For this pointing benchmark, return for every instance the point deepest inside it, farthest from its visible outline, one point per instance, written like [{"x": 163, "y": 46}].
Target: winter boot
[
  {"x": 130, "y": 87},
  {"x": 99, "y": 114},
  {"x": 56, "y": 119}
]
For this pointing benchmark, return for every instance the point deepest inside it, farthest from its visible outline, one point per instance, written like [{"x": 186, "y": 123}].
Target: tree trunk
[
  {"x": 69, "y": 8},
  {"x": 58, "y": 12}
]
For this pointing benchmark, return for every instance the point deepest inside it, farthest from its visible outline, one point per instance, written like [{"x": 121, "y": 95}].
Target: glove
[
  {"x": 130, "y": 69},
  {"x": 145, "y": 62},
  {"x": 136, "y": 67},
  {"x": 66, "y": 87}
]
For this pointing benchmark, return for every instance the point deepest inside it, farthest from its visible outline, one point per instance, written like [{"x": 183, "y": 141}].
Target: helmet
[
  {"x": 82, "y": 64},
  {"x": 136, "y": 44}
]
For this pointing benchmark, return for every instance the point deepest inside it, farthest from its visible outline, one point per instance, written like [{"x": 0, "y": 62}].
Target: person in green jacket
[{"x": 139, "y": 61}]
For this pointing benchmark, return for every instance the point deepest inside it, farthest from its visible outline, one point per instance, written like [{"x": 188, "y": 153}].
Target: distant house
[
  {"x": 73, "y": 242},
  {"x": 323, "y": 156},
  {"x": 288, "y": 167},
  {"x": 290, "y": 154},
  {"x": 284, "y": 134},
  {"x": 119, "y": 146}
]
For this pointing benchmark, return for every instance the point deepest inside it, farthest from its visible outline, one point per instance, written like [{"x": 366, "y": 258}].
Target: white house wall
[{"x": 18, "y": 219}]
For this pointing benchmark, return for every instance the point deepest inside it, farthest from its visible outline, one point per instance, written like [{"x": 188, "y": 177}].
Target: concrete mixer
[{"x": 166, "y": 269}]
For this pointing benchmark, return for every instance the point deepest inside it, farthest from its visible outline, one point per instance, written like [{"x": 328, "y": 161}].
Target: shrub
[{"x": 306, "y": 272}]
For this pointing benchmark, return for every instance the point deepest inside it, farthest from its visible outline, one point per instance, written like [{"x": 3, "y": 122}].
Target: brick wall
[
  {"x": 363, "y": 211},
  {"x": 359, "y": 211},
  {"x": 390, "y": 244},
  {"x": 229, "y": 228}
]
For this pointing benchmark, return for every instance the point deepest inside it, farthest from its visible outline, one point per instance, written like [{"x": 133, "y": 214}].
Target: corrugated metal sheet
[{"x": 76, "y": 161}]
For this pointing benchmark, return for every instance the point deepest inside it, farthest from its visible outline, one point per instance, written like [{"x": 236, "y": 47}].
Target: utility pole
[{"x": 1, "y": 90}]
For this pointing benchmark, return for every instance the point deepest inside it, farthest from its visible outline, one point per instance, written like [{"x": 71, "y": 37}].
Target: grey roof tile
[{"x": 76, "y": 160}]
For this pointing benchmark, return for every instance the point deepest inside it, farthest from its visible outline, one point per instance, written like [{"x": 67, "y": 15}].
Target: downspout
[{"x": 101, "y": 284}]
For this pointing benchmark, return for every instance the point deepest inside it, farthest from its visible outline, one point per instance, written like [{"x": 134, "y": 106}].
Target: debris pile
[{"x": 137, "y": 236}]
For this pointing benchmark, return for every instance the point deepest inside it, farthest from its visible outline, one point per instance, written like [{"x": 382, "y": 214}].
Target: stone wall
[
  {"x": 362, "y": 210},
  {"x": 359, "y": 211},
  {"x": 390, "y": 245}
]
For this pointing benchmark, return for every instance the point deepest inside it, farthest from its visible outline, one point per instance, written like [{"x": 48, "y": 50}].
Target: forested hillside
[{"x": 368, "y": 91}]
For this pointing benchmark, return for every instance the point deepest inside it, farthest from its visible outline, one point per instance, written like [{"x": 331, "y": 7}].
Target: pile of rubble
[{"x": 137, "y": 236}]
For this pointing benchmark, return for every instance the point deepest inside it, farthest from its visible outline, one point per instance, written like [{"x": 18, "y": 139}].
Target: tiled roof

◆ ◆ ◆ ◆

*EXERCISE INSTRUCTIONS:*
Print all the data exactly.

*RESPONSE TO THE EXERCISE:*
For this pointing benchmark, return for every instance the point deepest inside it, farthest from its visible outline, one point per instance, written like [{"x": 163, "y": 46}].
Target: winter boot
[
  {"x": 130, "y": 87},
  {"x": 99, "y": 114},
  {"x": 56, "y": 119}
]
For this pointing benchmark, return for every instance the point deepest inside it, farthest from its visible outline, one point per instance, written like [{"x": 186, "y": 123}].
Target: tree trunk
[
  {"x": 69, "y": 8},
  {"x": 58, "y": 12}
]
For this pointing benchmark, return for every instance the point deepest inside it, farthest from its visible outline, one point per instance, written like [{"x": 121, "y": 95}].
Target: glove
[
  {"x": 130, "y": 69},
  {"x": 145, "y": 62},
  {"x": 136, "y": 67},
  {"x": 66, "y": 87}
]
For this pointing benchmark, return for every instance the point deepest inside it, farthest from its visible outline, one point per instance, written like [{"x": 183, "y": 141}].
Target: helmet
[
  {"x": 82, "y": 64},
  {"x": 136, "y": 44}
]
For this pointing benchmark, return for every instance the point deepest inside it, farthest from its visible outline, one point per instance, written like [{"x": 0, "y": 62}].
Target: person in green jacket
[{"x": 139, "y": 61}]
For this pointing benchmark, return for every instance the point deepest inside it, farthest from its visible outline, one point per instance, written like [{"x": 188, "y": 153}].
Target: distant house
[
  {"x": 73, "y": 242},
  {"x": 323, "y": 156},
  {"x": 288, "y": 167},
  {"x": 290, "y": 154},
  {"x": 284, "y": 134},
  {"x": 119, "y": 146}
]
For this pointing benchmark, return for every instance the point deepest inside it, farthest from its visible outline, one point per instance, written like [{"x": 366, "y": 258}].
Target: white house wall
[{"x": 18, "y": 219}]
For this pointing benchmark, return for every instance the point deepest inside it, farthest from its visible outline, one point per instance, written like [{"x": 188, "y": 177}].
Target: concrete mixer
[{"x": 166, "y": 269}]
For this pointing benchmark, return for every instance the point deepest inside it, farthest from its visible outline, one point per instance, written like [{"x": 328, "y": 161}].
Target: shrub
[{"x": 306, "y": 272}]
For this pointing benchmark, return for every instance the point deepest inside it, farthest from its visible outline, one point per instance, written like [{"x": 3, "y": 122}].
Target: brick wall
[
  {"x": 363, "y": 211},
  {"x": 359, "y": 211},
  {"x": 390, "y": 244},
  {"x": 229, "y": 228}
]
For this pointing benchmark, return for every instance the point deepest inside it, farthest from its visible outline, one point per instance, written like [{"x": 133, "y": 214}].
Target: corrugated metal sheet
[{"x": 76, "y": 161}]
For this pointing benchmark, return for every instance the point deepest inside it, farthest from its visible outline, one point per instance, written like [{"x": 236, "y": 47}].
Target: utility pole
[{"x": 1, "y": 90}]
For this pointing benchmark, return for every instance the point deepest inside it, farthest from its visible outline, one point per instance, written like [{"x": 71, "y": 37}].
Target: grey roof tile
[{"x": 76, "y": 160}]
For this pointing benchmark, return for every instance the point deepest inside it, farthest from its visible outline, one point per instance, written like [{"x": 67, "y": 15}].
Target: downspout
[{"x": 101, "y": 284}]
For this pointing benchmark, return for every instance the point deepest inside it, farthest from its visible outline, one point per instance, written like [{"x": 134, "y": 106}].
Target: debris pile
[{"x": 137, "y": 236}]
For this pointing benchmark, return for every instance the point deepest inside it, farthest from its visible outline, one point per instance, written like [{"x": 382, "y": 214}].
Target: stone wall
[
  {"x": 362, "y": 210},
  {"x": 359, "y": 211},
  {"x": 390, "y": 245}
]
For this pointing benchmark, return for every instance the point deepest inside it, farthest from its visible outline, one point per instance, written like [{"x": 48, "y": 50}].
Target: forested hillside
[{"x": 368, "y": 91}]
For this pointing benchmark, return for every instance the point deepest inside it, farthest from its visible outline, one point per instance, written like [{"x": 331, "y": 7}].
Target: pile of rubble
[{"x": 137, "y": 236}]
For this pointing benchmark, return for every instance the point deepest inside it, farthest from its visible outline, one point per instance, written like [{"x": 18, "y": 139}].
Target: tiled roof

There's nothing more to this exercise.